### [Exercise instructions]
Copy all the data exactly, except the pictures.
------------------------------------------------------------------------
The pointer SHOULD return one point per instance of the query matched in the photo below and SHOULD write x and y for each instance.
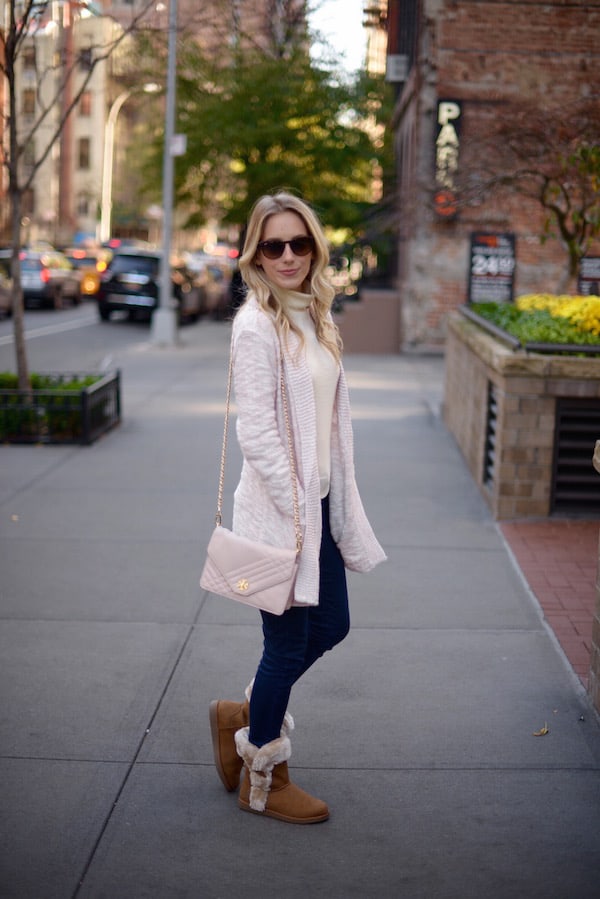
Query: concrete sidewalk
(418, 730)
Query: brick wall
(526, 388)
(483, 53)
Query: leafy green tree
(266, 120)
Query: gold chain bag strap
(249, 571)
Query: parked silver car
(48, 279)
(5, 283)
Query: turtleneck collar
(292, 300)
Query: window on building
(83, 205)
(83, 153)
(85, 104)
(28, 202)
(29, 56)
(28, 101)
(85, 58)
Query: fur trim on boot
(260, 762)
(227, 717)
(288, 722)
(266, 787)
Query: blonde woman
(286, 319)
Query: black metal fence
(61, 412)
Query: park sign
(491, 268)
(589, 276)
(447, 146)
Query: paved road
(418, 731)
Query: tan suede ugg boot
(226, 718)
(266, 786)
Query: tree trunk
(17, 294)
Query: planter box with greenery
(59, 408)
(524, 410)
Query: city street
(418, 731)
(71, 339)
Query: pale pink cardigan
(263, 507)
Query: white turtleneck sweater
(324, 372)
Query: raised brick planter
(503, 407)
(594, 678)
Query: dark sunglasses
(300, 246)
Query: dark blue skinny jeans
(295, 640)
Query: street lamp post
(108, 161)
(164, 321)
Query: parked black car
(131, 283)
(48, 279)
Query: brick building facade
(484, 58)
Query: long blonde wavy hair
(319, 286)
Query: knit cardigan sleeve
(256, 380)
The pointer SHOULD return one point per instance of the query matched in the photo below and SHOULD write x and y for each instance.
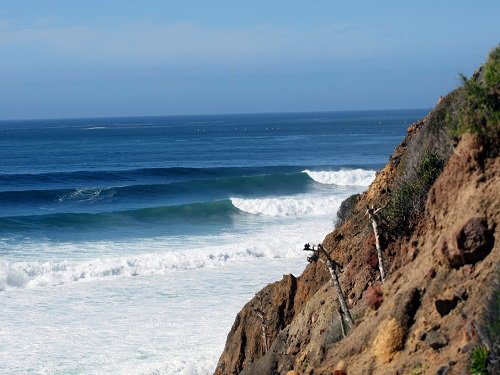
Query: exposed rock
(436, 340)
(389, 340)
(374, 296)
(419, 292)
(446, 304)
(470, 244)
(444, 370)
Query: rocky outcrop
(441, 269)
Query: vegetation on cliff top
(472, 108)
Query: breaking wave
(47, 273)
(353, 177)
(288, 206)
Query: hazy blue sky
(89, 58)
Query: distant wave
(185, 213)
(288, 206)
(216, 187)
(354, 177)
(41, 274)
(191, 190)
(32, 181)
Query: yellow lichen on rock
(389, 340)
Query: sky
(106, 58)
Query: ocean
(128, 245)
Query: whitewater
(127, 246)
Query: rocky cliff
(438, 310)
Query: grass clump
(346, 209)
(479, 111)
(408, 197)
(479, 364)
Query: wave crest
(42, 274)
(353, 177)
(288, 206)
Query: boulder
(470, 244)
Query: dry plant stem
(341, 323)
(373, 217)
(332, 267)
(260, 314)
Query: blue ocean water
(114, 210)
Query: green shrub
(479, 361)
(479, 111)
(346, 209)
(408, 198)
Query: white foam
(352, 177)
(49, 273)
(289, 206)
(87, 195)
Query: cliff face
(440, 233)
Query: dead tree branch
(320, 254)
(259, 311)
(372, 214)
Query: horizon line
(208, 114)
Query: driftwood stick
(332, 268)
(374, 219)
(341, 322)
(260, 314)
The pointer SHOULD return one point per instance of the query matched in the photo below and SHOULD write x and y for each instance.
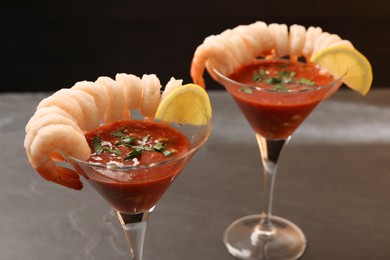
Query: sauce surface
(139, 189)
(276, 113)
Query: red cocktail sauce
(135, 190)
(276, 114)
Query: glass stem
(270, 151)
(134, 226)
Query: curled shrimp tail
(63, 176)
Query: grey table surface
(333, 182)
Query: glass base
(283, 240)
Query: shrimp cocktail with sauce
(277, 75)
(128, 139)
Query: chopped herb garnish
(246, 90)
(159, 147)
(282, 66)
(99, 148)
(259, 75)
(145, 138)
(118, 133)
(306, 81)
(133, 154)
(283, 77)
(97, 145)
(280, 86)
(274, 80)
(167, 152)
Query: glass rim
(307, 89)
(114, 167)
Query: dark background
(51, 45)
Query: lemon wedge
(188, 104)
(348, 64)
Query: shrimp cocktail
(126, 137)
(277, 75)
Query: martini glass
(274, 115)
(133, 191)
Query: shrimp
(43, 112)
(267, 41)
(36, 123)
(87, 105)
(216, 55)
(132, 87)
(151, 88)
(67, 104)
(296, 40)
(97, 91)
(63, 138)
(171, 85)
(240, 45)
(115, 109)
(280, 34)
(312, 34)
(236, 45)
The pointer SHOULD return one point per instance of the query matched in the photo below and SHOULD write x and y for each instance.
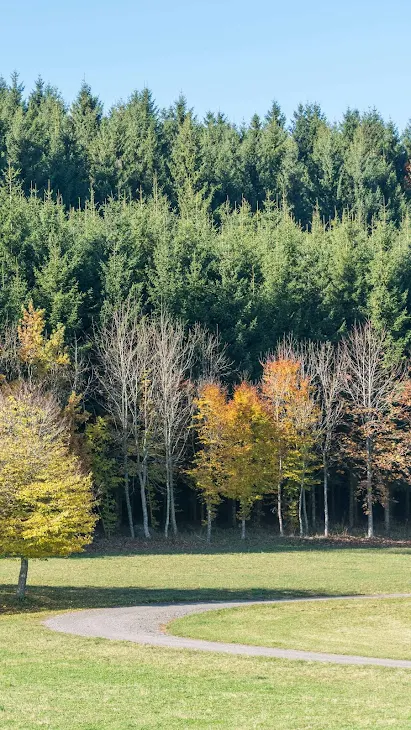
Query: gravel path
------------------------------------------------------------------------
### [Solution to this problem]
The pointer SHOULD return one point per instance of the query matched in the photo below and SHOULD write x and y for each instance.
Query: concrete sidewalk
(418, 730)
Query: brick wall
(526, 388)
(483, 53)
Query: leafy green tree
(266, 120)
Query: gold chain bag strap
(249, 571)
Query: parked silver car
(48, 279)
(5, 283)
Query: turtleneck collar
(292, 300)
Query: window on building
(83, 205)
(83, 153)
(85, 104)
(28, 202)
(29, 56)
(28, 101)
(85, 58)
Query: fur trim on boot
(260, 762)
(227, 717)
(288, 722)
(266, 787)
Query: blonde woman
(286, 319)
Query: black metal fence
(61, 412)
Query: park sign
(491, 268)
(589, 276)
(447, 146)
Query: paved road
(418, 731)
Query: tan suede ugg boot
(226, 718)
(266, 786)
Query: tree trunk
(17, 294)
Query: planter box with greenery
(59, 408)
(524, 410)
Query: city street
(418, 731)
(71, 339)
Query: pale pink cardigan
(263, 507)
Query: white turtleneck sweater
(324, 372)
Query: raised brick planter
(503, 407)
(594, 678)
Query: dark sunglasses
(300, 246)
Query: dark blue skinny jeans
(295, 640)
Query: street lamp post
(108, 161)
(164, 321)
Query: parked black car
(131, 283)
(48, 279)
Query: brick building facade
(484, 58)
Query: long blonde wavy hair
(319, 286)
Query: knit cardigan sleeve
(256, 380)
The pointer SHOULD return one point per instance of the query matched in the photo below and SHOULD write x and y for each instance.
Query: exposed rock
(436, 340)
(389, 340)
(374, 296)
(419, 292)
(446, 304)
(470, 244)
(444, 370)
Query: rocky outcrop
(441, 269)
Query: vegetation on cliff top
(472, 108)
Query: breaking wave
(47, 273)
(353, 177)
(288, 206)
Query: hazy blue sky
(89, 58)
Query: distant wave
(185, 213)
(288, 206)
(216, 187)
(354, 177)
(41, 274)
(191, 190)
(32, 181)
Query: yellow lichen on rock
(389, 340)
Query: sky
(106, 58)
Query: ocean
(128, 245)
Query: whitewater
(127, 246)
Query: rocky cliff
(438, 310)
Query: grass clump
(346, 209)
(479, 111)
(408, 197)
(479, 364)
Query: wave crest
(42, 274)
(353, 177)
(288, 206)
Query: boulder
(470, 244)
Query: dry plant stem
(341, 323)
(373, 217)
(332, 267)
(260, 314)
Query: blue ocean water
(114, 210)
Query: green shrub
(479, 361)
(479, 111)
(346, 209)
(408, 198)
Query: white foam
(352, 177)
(49, 273)
(289, 206)
(87, 195)
Query: cliff face
(440, 233)
Query: dead tree branch
(320, 254)
(259, 311)
(372, 214)
Query: horizon line
(208, 114)
Query: driftwood stick
(332, 268)
(374, 219)
(341, 322)
(260, 314)
The pointer SHOULD return one point per instance of the query matched in the photo below and SHOULD write x and y for each instance.
Query: sauce surface
(139, 189)
(276, 113)
Query: red cocktail sauce
(135, 190)
(276, 114)
Query: glass stem
(270, 151)
(134, 226)
Query: curled shrimp tail
(63, 176)
Query: grey table surface
(333, 182)
Query: glass base
(283, 240)
Query: shrimp cocktail with sauce
(277, 75)
(128, 139)
Query: chopped herb garnish
(246, 90)
(159, 147)
(282, 66)
(99, 148)
(259, 75)
(145, 138)
(118, 133)
(306, 81)
(133, 154)
(283, 77)
(97, 145)
(280, 86)
(274, 80)
(167, 152)
Query: glass rim
(307, 89)
(114, 167)
Query: dark background
(51, 45)
Query: lemon wedge
(188, 104)
(348, 64)
Query: shrimp cocktail
(126, 137)
(277, 75)
Query: martini glass
(274, 115)
(133, 191)
Query: shrimp
(43, 112)
(267, 41)
(36, 123)
(87, 105)
(216, 55)
(132, 87)
(151, 88)
(67, 104)
(296, 40)
(97, 91)
(63, 138)
(171, 85)
(240, 45)
(115, 109)
(280, 34)
(312, 34)
(236, 45)
The pointer SHOULD return one point per instance of the query matched in the photo below and SHOULD write x and y for each instance.
Query: gravel path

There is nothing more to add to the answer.